**WHAT IS NEEDED**
Reproduce, without any change, the span of lines from the opening of the records below to the line containing "column 141, row 35", inclusive.

**TASK INPUT**
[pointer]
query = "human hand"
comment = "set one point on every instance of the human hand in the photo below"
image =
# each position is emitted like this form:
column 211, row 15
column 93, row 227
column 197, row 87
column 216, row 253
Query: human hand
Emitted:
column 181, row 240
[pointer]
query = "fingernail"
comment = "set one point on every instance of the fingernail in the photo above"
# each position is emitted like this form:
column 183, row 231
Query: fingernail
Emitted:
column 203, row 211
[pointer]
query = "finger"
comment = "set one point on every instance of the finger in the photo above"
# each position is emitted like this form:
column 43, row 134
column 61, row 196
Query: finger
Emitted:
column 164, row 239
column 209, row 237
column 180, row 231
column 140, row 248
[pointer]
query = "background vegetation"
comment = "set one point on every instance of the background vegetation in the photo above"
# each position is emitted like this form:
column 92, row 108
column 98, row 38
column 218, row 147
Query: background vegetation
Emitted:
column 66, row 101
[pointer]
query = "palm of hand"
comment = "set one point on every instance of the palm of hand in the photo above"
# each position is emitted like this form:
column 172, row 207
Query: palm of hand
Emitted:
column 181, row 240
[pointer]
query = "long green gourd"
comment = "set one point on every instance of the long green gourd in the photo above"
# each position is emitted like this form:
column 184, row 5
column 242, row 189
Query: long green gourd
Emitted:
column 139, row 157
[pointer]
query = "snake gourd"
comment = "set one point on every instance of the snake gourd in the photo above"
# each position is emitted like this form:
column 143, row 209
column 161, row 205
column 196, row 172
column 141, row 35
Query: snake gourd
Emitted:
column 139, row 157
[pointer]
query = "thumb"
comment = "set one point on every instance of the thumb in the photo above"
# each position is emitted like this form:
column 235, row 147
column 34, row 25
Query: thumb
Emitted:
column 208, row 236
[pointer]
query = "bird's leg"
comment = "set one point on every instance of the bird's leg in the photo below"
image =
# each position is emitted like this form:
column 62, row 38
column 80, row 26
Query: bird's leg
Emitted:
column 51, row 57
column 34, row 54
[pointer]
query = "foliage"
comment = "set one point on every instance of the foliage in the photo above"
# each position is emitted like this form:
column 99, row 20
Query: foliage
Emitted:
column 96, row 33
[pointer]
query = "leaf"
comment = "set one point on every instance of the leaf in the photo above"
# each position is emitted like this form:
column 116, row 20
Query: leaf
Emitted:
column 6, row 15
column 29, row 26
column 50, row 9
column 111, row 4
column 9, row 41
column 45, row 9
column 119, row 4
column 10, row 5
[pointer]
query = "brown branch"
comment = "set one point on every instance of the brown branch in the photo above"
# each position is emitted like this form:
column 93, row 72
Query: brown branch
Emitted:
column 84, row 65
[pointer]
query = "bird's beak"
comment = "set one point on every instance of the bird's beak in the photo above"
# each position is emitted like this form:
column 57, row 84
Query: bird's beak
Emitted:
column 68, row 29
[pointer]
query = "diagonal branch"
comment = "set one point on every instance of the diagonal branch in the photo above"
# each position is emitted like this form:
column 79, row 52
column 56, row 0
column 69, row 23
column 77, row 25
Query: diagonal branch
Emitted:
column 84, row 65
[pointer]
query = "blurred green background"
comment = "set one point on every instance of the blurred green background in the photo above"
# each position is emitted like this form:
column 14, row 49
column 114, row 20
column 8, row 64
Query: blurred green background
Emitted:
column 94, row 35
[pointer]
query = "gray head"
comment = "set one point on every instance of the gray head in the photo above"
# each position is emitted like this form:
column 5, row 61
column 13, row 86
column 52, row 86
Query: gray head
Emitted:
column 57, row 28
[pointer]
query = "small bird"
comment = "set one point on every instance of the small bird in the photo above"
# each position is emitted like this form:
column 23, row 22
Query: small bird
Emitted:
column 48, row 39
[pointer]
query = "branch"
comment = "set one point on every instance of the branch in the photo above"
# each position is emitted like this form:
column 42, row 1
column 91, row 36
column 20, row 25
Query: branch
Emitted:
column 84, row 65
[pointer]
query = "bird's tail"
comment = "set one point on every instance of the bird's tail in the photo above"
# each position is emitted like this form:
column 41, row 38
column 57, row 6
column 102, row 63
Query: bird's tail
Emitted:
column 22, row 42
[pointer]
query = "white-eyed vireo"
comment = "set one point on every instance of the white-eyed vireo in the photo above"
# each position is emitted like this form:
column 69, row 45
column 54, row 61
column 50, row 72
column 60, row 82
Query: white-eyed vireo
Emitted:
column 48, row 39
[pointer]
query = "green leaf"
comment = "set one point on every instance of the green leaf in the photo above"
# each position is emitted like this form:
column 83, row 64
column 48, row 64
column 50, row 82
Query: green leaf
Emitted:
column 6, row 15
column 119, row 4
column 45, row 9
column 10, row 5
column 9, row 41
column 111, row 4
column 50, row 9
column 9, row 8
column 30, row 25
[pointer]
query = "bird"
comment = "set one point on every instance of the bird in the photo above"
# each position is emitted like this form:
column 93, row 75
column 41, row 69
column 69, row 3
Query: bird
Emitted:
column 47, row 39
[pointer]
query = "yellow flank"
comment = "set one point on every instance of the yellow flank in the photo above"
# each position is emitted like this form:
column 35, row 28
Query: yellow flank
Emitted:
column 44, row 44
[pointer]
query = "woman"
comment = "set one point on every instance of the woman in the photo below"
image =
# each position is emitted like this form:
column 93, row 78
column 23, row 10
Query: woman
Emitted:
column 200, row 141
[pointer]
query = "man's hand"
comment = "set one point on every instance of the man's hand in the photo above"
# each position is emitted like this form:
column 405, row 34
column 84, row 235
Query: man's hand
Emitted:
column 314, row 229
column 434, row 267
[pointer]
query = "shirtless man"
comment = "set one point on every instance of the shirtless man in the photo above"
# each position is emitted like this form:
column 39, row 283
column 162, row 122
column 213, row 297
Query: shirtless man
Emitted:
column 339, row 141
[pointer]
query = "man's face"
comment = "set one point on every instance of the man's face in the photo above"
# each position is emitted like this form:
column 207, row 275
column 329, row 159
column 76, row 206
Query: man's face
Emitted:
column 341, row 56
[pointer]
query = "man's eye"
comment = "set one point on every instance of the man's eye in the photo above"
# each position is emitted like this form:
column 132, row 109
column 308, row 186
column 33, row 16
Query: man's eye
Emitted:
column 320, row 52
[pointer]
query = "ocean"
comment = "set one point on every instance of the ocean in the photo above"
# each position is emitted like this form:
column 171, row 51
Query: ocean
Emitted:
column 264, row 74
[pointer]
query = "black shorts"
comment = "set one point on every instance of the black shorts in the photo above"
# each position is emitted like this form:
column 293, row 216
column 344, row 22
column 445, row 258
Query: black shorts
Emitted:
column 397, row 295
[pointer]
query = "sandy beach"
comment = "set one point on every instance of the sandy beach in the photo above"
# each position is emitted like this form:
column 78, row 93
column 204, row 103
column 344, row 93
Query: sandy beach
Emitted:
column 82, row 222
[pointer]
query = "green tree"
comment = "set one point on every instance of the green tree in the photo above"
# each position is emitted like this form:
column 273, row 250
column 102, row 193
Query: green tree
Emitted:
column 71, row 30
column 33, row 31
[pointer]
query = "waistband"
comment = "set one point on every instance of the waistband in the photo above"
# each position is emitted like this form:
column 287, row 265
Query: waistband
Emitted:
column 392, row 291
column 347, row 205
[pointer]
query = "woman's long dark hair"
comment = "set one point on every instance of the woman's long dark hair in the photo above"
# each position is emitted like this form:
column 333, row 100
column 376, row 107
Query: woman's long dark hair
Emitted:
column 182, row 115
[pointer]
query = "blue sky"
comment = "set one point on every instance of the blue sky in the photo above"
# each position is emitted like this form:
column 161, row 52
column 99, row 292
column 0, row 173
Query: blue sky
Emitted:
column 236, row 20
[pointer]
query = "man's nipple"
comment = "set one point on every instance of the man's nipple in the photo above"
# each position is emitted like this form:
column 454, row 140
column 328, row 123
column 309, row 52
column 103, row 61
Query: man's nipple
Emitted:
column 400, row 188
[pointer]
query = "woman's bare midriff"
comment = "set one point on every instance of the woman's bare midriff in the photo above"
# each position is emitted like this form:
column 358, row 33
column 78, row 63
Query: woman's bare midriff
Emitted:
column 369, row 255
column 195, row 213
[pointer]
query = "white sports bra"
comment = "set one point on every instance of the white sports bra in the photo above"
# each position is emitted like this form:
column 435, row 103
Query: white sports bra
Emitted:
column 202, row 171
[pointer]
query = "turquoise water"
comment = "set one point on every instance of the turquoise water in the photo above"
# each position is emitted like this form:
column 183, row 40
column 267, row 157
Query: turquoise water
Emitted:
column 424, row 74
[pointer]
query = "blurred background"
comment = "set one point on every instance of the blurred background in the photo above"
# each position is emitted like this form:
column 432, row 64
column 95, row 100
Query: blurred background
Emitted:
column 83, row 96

**TASK ANSWER**
[pointer]
query = "human hand"
comment = "set one point on every instance of the human hand in the photo below"
image =
# each position is emitted like this form:
column 211, row 15
column 93, row 227
column 197, row 87
column 216, row 253
Query: human hand
Emitted:
column 181, row 240
[pointer]
query = "fingernail"
comment = "set one point on every instance of the fingernail in the photo above"
# each position is emitted like this form:
column 183, row 231
Query: fingernail
Emitted:
column 203, row 211
[pointer]
query = "finger"
comment = "set one point on every instance of the finger in the photo above"
# each position is emitted like this form:
column 43, row 134
column 61, row 196
Query: finger
Emitted:
column 164, row 239
column 209, row 237
column 180, row 231
column 140, row 248
[pointer]
query = "background vegetation"
comment = "set one point on every instance of the background vegetation in the photo above"
# each position is emitted like this form:
column 92, row 108
column 98, row 38
column 218, row 147
Query: background vegetation
Emitted:
column 66, row 101
[pointer]
query = "palm of hand"
comment = "set one point on every instance of the palm of hand in the photo above"
# each position is emitted like this form:
column 172, row 207
Query: palm of hand
Emitted:
column 181, row 240
[pointer]
query = "long green gourd"
comment = "set one point on every instance of the long green gourd in the photo above"
# each position is emitted like this form:
column 184, row 5
column 242, row 189
Query: long green gourd
Emitted:
column 139, row 157
[pointer]
query = "snake gourd"
comment = "set one point on every instance of the snake gourd in the photo above"
# each position is emitted like this form:
column 143, row 209
column 161, row 205
column 196, row 172
column 141, row 35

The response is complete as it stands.